Zet de tekst over Leonardo en het beeld op het netvlies voort na de laatste zin.

Aangereikte tekst.
'''

Wij ervaren hier welk een machtige indruk het feit, dat op het netvlies in het oog een beeld van de wereld ervoor wordt gevormd, op iemand heeft gemaakt, die het heeft ontdekt of die althans tot de eerste kenners van dit feit behoorde. Bovendien ervaren wij, hoezeer Leonardo zich met de ver­schijnselen vereenzelvigde, hoe hij innerlijk geheel en al meedeed met de wijze van ontstaan van zulke verschijnselen. Wanneer ons deze geestdrift tegemoet waait over een nu algemeen bekend feit, merken wij pas hoe blasé en aanmatigend wij meestal tegenover de dingen staan. Zoals Leonardo spreekt van een wedergeboren worden van het beeld der dingen achter de pupil, zo zouden wij ons beeld van de wereld, dat tot dood tafereel is geworden, weer tot nieuw leven moeten wekken. Leonardo kon ons daarbij helpen.

Uit zulke uitingen van Leonardo spreekt het zoeken naar een volkomen gaaf en zuiver beeld van de uiterlijke werkelijkheid. Zij zijn het resultaat van de meest zorgvuldige waarneming en weergave van de waarnemingsresultaten. Bij ieder onderzoek treedt het grote gevaar op, dat men persoonlijke menin­gen, vooroordelen enz. in de weergave van de resultaten gaat mengen. De scholing tot wetenschappelijk onderzoeker berust er voor een belangrijk deel op hiervan af te zien. Dit heeft niet alleen betekenis voor de wetenschap, maar hierin schuilt een belangrijke algemeen menselijke waarde. Zodra iemand wel zijn al te persoonlijke dingen laat gelden bij de verwerking van de indrukken uit een omgeving, wordt zijn wereldbeeld verwrongen en vaak zelfs karikaturaal. Aan dit gevaar ontkomen de meeste mannen van de wetenschap wel. Er is echter iets anders dat juist bij de modern geschoolde onderzoeker voortdurend het wereldbeeld dreigt te vertroebelen en zelfs te verduisteren, namelijk de neiging theoretische verklaringen te geven op pun­ten waar alleen zuivere beschrijving en ontwarring van de verschijnselen licht kan brengen.

Wat zien wij nu hier bij Leonardo? Een zeer zuivere beschrijving, maar ook een zeer persoonlijke uiting. Dus toch een zonde tegen de heilige beginselen van de wetenschap? Neen, want bij nadere beschouwing blijkt deze uiting geen oordeel in te houden, maar alleen een toevoeging te zijn om de diepgaande verwondering en bewondering, waarmee hij innerlijk reageert, te kenschetsen. Waarom troffen deze dingen Leonardo zo diep?

In de eerste plaats omdat zij uitingen van de verheven wijsheid en schoon­heid, die ons van alle kanten tegemoet stralen, zijn. Maar ze moesten hem des te meer treffen, omdat hij ongetwijfeld te voren reeds een grondige kennis van de wetten der mechanica had. Wat hij nu bij het licht ziet, is daarmee in volkomen tegenspraak. Wanneer men een vast voorwerp uit zou breiden, zoals de beelden, die het licht bij de verspreiding voortdraagt, uitgebreid worden, dan zou de vorm onherstelbaar versplinterd worden.

'''

Gegeven materiaal.

'''

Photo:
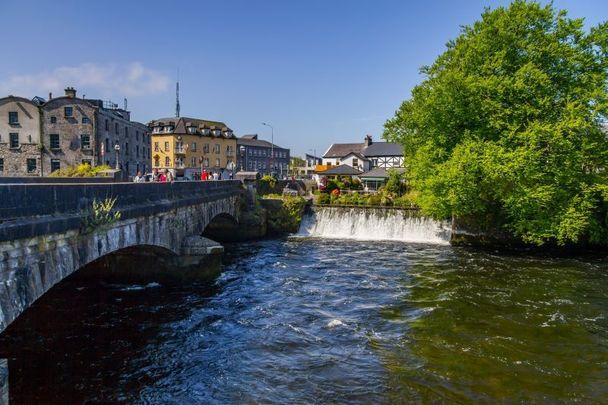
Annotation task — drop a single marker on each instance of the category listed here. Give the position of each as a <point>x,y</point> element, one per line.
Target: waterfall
<point>373,224</point>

'''

Uitkomst opdracht.
In de loop van een lichtbundel en op ieder punt daarvan kan men daaren­tegen het beeld en dus de vorm van de lichtbron telkens opnieuw, zij het ook in verschillende grootte, laten ontstaan. Met behulp van een lens of een kleine opening kan men hem op een scherm projecteren: “und durch sie (de lichtbundels) wird das Abbild des Körpers ganz ins Ganze getragen und ganz in die Teile”.

Wanneer voorts twee vaste dingen in beweging zijn en elkaars baan kruisen zullen zij botsen en elkaar beschadigen of uit de baan werpen. Twee elkaar kruisende lichtbundels daarentegen dragen hun beelden ongestoord door elkaar heen. Leonardo hoedde zich zorgvuldig de lichtverschijnselen met be­hulp van de reeds gevormde begrippen voor de mechanische verschijnselen te verklaren, zoals later Newton en Huygens in hun theorieën juist wel deden, zodat zij het inzicht in het wezen van het licht eerder verduisterden dan verhelderden. Hij beschrijft de dingen zodanig, dat de tegenstelling tussen de gebieden van de mechanische aardekrachten en van het licht onwille­keurig onthuld wordt. Het kan best zijn, dat Leonardo zich van deze dingen niet volkomen bewust was, maar dan opent de grote onbevangenheid van zijn geest en de zuiverheid van zijn werktrant toch de mogelijkheid, dat anderen door zijn werk deze tegenstelling dieper kunnen doorgronden en daarmee dieper tot het wezen van het licht door kunnen dringen. Leonardo laat zich zozeer door de aard van de dingen, die hij bestudeert, leiden, dat het wezen dier dingen door zijn uitingen heenschijnt, ook als hij er niet direct over spreekt. Dit betekent dat hij een fenomenoloog was van dezelfde orde als Goethe.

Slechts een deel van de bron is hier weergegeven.